## Aufgabe 1:
Sammle aus der Auflistung jede Zeile, die das Wort „green“ enthält, und gib sie unverändert wieder.

## Vorgegebener Text:
++++++

Wo steht der ERP-Markt?


Artikel erschienen in Swiss IT Magazine 2008/16

     

Zwei Jahre war Ruhe. Nun liegen sie vor: Die Ergebnisse der «Anwenderzufriedenheits-Studie ERP/Business Software Schweiz 2008». Direkt vorweg: Eine Studie dieser Art ist nicht geeignet für reisserische Aufmacher. Schliesslich hat sich auch in diesem Jahr eine beeindruckende Anzahl von Unternehmen beteiligt und 927 ERP-Installationen bewertet. Die Erkenntnis liegt somit im Detail, und hier kann man von der ERP-Zufriedenheitsstudie noch immer viel lernen.



Mehrsprachigkeit bei ERP-Systemen





ERP-Systeme im Überblick


Markt zeigt sich stabil auf durchschnittlichem Niveau

Nimmt man den Mittelwert bezüglich des Aspektes «Zufriedenheit mit dem System» von 2006 (4.18) und vergleicht ihn mit dem aktuellen Wert (4.15), ergibt sich nur eine geringe Verschiebung. Selbiges gilt für den Wert «Zufriedenheit mit dem Implementierungspartner» mit 2006 (4.08) und 2008 (4.05). Damit wird erneut klar: Der ERP-Markt als Ganzes erhält ein «gut» – nicht schlechter, aber leider auch nicht besser. Eine Benotung mit «gut» wäre für viele Schweizer Industrieunternehmen natürlich schon lange nicht mehr ausreichend: Wer sich auf einem immer rauheren Markt behaupten möchte, strebt nach Excellence und «sehr guten» Noten.

++++++

## Einträge:

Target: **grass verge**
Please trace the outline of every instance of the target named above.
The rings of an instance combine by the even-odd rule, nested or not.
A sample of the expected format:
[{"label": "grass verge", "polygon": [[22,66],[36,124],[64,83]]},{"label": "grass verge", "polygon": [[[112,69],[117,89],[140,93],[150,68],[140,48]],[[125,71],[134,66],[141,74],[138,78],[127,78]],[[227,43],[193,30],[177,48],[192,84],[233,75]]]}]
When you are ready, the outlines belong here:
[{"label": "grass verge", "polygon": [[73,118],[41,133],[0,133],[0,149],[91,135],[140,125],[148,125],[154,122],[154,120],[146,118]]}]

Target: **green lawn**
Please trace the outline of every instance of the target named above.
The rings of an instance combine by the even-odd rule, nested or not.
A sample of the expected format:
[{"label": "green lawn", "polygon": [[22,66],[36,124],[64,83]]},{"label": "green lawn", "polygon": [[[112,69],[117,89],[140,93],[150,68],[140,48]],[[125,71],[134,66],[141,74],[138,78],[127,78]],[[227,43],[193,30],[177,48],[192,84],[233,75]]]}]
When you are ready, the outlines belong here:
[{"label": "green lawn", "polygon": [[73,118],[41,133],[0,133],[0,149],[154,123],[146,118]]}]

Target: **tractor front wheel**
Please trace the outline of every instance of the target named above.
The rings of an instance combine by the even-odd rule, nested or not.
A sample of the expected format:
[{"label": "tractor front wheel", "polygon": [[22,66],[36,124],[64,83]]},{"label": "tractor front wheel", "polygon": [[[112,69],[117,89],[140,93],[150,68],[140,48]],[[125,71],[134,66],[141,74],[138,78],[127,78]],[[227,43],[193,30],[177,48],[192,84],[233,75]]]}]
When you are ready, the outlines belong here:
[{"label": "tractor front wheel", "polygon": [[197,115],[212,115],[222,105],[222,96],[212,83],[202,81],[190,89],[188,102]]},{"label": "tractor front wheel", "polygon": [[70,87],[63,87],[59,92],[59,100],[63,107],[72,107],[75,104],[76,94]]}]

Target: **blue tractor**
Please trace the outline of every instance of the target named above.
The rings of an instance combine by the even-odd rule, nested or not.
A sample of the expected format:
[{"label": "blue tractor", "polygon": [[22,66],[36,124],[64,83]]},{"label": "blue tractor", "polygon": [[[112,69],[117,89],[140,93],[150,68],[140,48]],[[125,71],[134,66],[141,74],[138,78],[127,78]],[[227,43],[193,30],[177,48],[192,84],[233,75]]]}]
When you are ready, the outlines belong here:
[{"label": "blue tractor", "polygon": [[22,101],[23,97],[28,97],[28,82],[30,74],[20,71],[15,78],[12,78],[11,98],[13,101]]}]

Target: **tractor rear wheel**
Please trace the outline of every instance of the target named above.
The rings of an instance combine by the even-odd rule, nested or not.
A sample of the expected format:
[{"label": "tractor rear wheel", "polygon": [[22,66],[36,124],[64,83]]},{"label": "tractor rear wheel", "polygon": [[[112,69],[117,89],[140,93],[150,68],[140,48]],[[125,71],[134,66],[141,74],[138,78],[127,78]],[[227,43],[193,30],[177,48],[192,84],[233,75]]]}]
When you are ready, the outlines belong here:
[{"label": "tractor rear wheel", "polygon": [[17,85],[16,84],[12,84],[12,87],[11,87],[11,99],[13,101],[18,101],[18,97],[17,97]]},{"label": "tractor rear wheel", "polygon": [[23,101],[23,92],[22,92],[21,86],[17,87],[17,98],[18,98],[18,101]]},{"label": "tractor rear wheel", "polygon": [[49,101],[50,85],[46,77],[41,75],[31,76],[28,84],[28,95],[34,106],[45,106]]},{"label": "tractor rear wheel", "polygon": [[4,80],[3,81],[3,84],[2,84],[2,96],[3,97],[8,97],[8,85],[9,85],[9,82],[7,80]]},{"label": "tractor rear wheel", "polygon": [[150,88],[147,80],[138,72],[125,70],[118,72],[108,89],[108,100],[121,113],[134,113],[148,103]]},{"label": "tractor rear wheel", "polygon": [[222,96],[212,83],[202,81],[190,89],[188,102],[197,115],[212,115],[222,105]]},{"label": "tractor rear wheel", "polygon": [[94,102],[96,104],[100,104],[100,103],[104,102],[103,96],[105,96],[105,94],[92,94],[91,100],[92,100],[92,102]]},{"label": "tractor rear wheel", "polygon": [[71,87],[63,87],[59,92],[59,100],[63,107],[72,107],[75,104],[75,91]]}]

++++++

## Aufgabe 2:
Stimmen die folgenden Aussagen mit dem Artikel über den ERP-Markt überein? Antworte jeweils mit Ja oder Nein und belege es mit den entscheidenden Worten aus dem Artikel im genauen Wortlaut.
(a) In der Studie von 2008 wurden 927 ERP-Installationen bewertet.
(b) Der Mittelwert für die Zufriedenheit mit dem System ist von 2006 bis 2008 gestiegen.
(c) Der ERP-Markt als Ganzes erhält die Note «sehr gut».

## Richtige Antwort 1:
Target: **green lawn**
[{"label": "green lawn", "polygon": [[22,66],[36,124],[64,83]]},{"label": "green lawn", "polygon": [[[112,69],[117,89],[140,93],[150,68],[140,48]],[[125,71],[134,66],[141,74],[138,78],[127,78]],[[227,43],[193,30],[177,48],[192,84],[233,75]]]}]
[{"label": "green lawn", "polygon": [[73,118],[41,133],[0,133],[0,149],[154,123],[146,118]]}]

## Richtige Antwort 2:
(a) Ja: „927 ERP-Installationen bewertet“
(b) Nein: „von 2006 (4.18) und vergleicht ihn mit dem aktuellen Wert (4.15)“
(c) Nein: „Der ERP-Markt als Ganzes erhält ein «gut»“